* BEGIN *
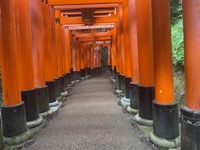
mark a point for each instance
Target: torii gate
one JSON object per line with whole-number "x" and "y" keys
{"x": 33, "y": 67}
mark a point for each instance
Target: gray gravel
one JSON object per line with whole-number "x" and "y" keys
{"x": 90, "y": 120}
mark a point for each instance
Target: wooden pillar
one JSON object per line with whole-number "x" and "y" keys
{"x": 121, "y": 46}
{"x": 53, "y": 41}
{"x": 85, "y": 58}
{"x": 134, "y": 56}
{"x": 37, "y": 42}
{"x": 92, "y": 59}
{"x": 68, "y": 55}
{"x": 164, "y": 108}
{"x": 12, "y": 109}
{"x": 113, "y": 47}
{"x": 89, "y": 66}
{"x": 109, "y": 56}
{"x": 145, "y": 53}
{"x": 50, "y": 60}
{"x": 82, "y": 59}
{"x": 127, "y": 52}
{"x": 75, "y": 59}
{"x": 32, "y": 107}
{"x": 67, "y": 50}
{"x": 59, "y": 43}
{"x": 60, "y": 54}
{"x": 190, "y": 113}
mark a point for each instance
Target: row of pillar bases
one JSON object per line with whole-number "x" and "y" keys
{"x": 164, "y": 119}
{"x": 37, "y": 103}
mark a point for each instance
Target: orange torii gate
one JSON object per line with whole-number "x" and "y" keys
{"x": 144, "y": 56}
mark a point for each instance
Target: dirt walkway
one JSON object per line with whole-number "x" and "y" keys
{"x": 90, "y": 120}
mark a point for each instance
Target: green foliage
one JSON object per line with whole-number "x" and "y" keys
{"x": 178, "y": 44}
{"x": 176, "y": 10}
{"x": 177, "y": 33}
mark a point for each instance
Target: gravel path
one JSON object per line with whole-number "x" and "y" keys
{"x": 90, "y": 120}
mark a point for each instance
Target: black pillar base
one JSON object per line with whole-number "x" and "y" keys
{"x": 83, "y": 72}
{"x": 43, "y": 99}
{"x": 134, "y": 98}
{"x": 119, "y": 81}
{"x": 89, "y": 71}
{"x": 109, "y": 68}
{"x": 51, "y": 90}
{"x": 30, "y": 99}
{"x": 86, "y": 71}
{"x": 127, "y": 90}
{"x": 123, "y": 83}
{"x": 190, "y": 129}
{"x": 115, "y": 73}
{"x": 62, "y": 84}
{"x": 100, "y": 70}
{"x": 117, "y": 78}
{"x": 14, "y": 124}
{"x": 13, "y": 120}
{"x": 67, "y": 79}
{"x": 71, "y": 72}
{"x": 166, "y": 121}
{"x": 146, "y": 96}
{"x": 57, "y": 87}
{"x": 76, "y": 75}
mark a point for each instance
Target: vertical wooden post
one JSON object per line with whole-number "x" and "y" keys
{"x": 121, "y": 36}
{"x": 12, "y": 109}
{"x": 89, "y": 65}
{"x": 47, "y": 94}
{"x": 36, "y": 21}
{"x": 114, "y": 55}
{"x": 134, "y": 57}
{"x": 82, "y": 59}
{"x": 145, "y": 53}
{"x": 85, "y": 59}
{"x": 109, "y": 57}
{"x": 51, "y": 61}
{"x": 126, "y": 100}
{"x": 190, "y": 113}
{"x": 164, "y": 108}
{"x": 92, "y": 59}
{"x": 68, "y": 55}
{"x": 60, "y": 53}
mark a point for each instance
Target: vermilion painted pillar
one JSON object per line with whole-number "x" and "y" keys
{"x": 126, "y": 100}
{"x": 68, "y": 55}
{"x": 145, "y": 53}
{"x": 12, "y": 109}
{"x": 53, "y": 41}
{"x": 109, "y": 57}
{"x": 122, "y": 48}
{"x": 99, "y": 60}
{"x": 190, "y": 113}
{"x": 36, "y": 22}
{"x": 1, "y": 137}
{"x": 78, "y": 60}
{"x": 82, "y": 59}
{"x": 85, "y": 59}
{"x": 134, "y": 57}
{"x": 89, "y": 59}
{"x": 60, "y": 54}
{"x": 75, "y": 59}
{"x": 118, "y": 53}
{"x": 165, "y": 109}
{"x": 92, "y": 59}
{"x": 47, "y": 94}
{"x": 51, "y": 60}
{"x": 113, "y": 54}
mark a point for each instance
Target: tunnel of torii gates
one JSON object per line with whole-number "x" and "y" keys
{"x": 47, "y": 44}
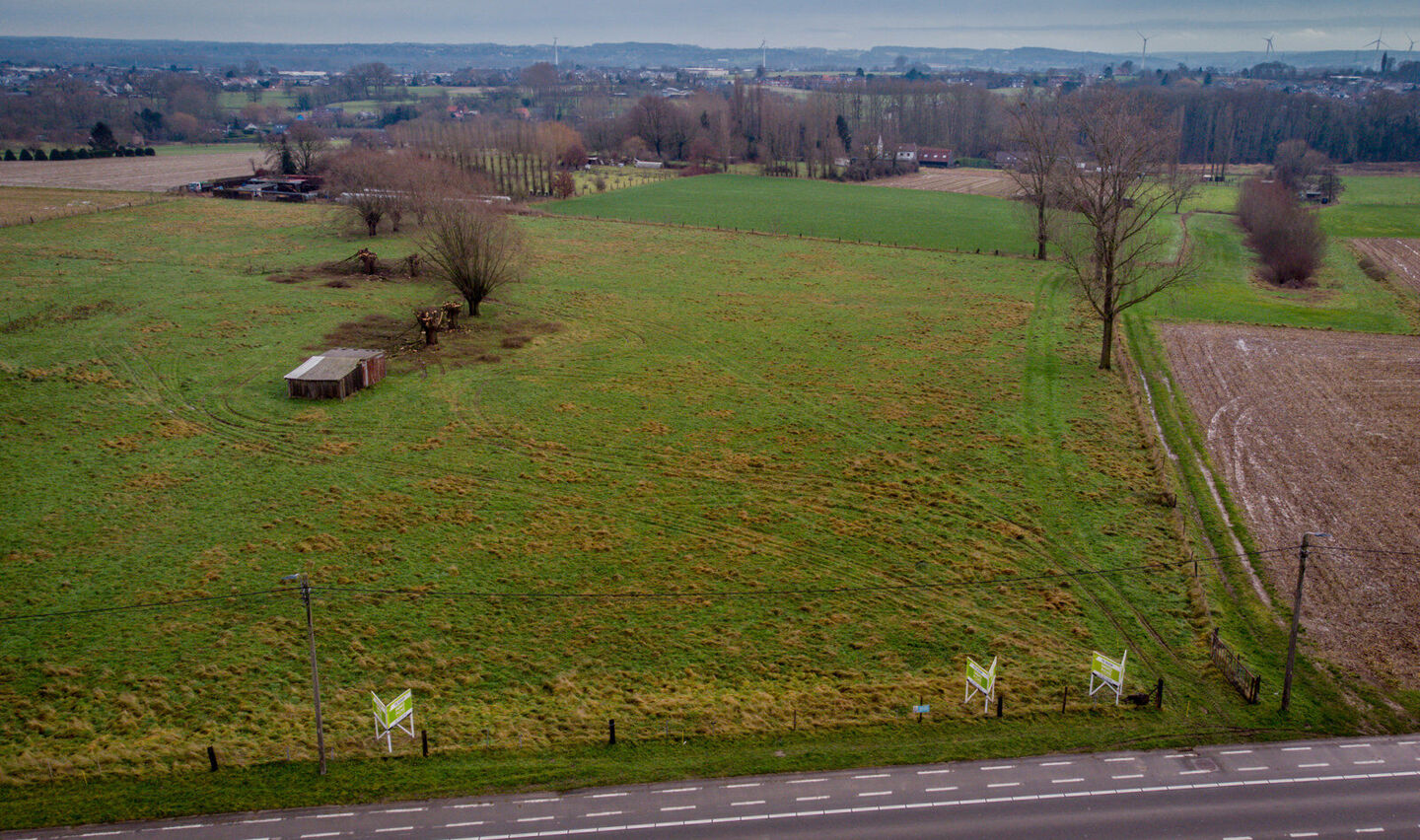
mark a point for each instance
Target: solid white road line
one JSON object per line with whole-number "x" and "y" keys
{"x": 955, "y": 804}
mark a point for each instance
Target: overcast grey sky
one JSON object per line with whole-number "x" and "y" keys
{"x": 1071, "y": 25}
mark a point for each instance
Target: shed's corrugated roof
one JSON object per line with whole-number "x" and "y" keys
{"x": 354, "y": 354}
{"x": 324, "y": 369}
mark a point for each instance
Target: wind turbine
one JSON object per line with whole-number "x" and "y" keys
{"x": 1378, "y": 44}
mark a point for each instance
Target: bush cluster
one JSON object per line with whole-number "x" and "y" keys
{"x": 81, "y": 154}
{"x": 1287, "y": 238}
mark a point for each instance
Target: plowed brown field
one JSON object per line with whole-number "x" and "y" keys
{"x": 152, "y": 175}
{"x": 976, "y": 181}
{"x": 1400, "y": 258}
{"x": 1316, "y": 432}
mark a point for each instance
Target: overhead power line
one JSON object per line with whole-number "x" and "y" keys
{"x": 155, "y": 604}
{"x": 672, "y": 595}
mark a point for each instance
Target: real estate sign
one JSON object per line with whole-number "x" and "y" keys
{"x": 1106, "y": 672}
{"x": 390, "y": 717}
{"x": 980, "y": 681}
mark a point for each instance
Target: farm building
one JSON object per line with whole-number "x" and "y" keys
{"x": 928, "y": 157}
{"x": 335, "y": 374}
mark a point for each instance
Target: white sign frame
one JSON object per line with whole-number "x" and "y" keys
{"x": 385, "y": 727}
{"x": 980, "y": 681}
{"x": 1103, "y": 670}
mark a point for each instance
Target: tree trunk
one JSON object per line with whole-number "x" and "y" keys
{"x": 1041, "y": 235}
{"x": 1106, "y": 341}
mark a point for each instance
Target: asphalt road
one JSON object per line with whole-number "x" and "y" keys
{"x": 1349, "y": 788}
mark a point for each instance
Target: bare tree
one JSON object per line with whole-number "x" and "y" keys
{"x": 1042, "y": 139}
{"x": 364, "y": 181}
{"x": 1116, "y": 239}
{"x": 471, "y": 245}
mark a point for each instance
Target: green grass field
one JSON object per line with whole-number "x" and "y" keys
{"x": 654, "y": 410}
{"x": 1375, "y": 206}
{"x": 818, "y": 209}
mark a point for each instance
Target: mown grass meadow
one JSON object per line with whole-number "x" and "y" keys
{"x": 654, "y": 410}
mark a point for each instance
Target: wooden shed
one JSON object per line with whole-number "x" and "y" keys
{"x": 371, "y": 364}
{"x": 335, "y": 374}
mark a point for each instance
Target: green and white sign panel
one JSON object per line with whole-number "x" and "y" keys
{"x": 1106, "y": 672}
{"x": 980, "y": 681}
{"x": 396, "y": 714}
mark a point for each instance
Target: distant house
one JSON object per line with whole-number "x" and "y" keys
{"x": 335, "y": 374}
{"x": 929, "y": 157}
{"x": 1007, "y": 159}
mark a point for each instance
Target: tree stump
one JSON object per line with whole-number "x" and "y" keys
{"x": 431, "y": 320}
{"x": 368, "y": 260}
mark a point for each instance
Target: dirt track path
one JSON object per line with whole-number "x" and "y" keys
{"x": 149, "y": 175}
{"x": 1315, "y": 432}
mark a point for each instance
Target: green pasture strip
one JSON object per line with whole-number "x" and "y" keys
{"x": 1214, "y": 197}
{"x": 1225, "y": 288}
{"x": 184, "y": 791}
{"x": 207, "y": 148}
{"x": 819, "y": 209}
{"x": 1375, "y": 206}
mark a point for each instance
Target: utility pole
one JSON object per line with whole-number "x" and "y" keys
{"x": 1297, "y": 616}
{"x": 316, "y": 671}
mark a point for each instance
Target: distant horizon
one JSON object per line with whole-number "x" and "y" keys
{"x": 1100, "y": 26}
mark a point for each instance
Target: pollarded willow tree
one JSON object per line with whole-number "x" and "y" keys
{"x": 1042, "y": 138}
{"x": 470, "y": 245}
{"x": 1116, "y": 233}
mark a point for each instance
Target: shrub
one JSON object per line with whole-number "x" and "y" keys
{"x": 1287, "y": 238}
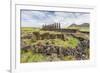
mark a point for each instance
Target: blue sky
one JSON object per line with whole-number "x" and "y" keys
{"x": 31, "y": 18}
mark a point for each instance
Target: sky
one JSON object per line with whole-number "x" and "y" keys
{"x": 31, "y": 18}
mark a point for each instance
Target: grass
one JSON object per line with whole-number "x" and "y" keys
{"x": 30, "y": 57}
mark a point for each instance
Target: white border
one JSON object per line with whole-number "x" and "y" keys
{"x": 16, "y": 66}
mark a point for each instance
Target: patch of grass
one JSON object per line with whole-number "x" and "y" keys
{"x": 66, "y": 58}
{"x": 72, "y": 42}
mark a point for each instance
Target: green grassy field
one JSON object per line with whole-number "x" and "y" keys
{"x": 68, "y": 42}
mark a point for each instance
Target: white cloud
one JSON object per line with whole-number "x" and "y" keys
{"x": 38, "y": 18}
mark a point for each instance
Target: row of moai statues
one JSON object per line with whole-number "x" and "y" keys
{"x": 52, "y": 26}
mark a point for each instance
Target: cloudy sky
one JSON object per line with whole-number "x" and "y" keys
{"x": 31, "y": 18}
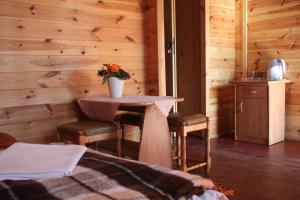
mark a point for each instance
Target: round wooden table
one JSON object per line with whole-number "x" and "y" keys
{"x": 6, "y": 140}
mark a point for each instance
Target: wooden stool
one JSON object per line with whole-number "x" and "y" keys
{"x": 89, "y": 131}
{"x": 183, "y": 125}
{"x": 6, "y": 140}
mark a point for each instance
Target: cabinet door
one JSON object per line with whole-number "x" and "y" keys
{"x": 252, "y": 118}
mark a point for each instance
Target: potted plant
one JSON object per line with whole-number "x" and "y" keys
{"x": 115, "y": 76}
* END *
Select every line in the rows above that contains the string "field", and copy each one. Matching is case-sensitive.

**Written solution**
Target: plowed brown field
Target: green grass field
Target: green grassy field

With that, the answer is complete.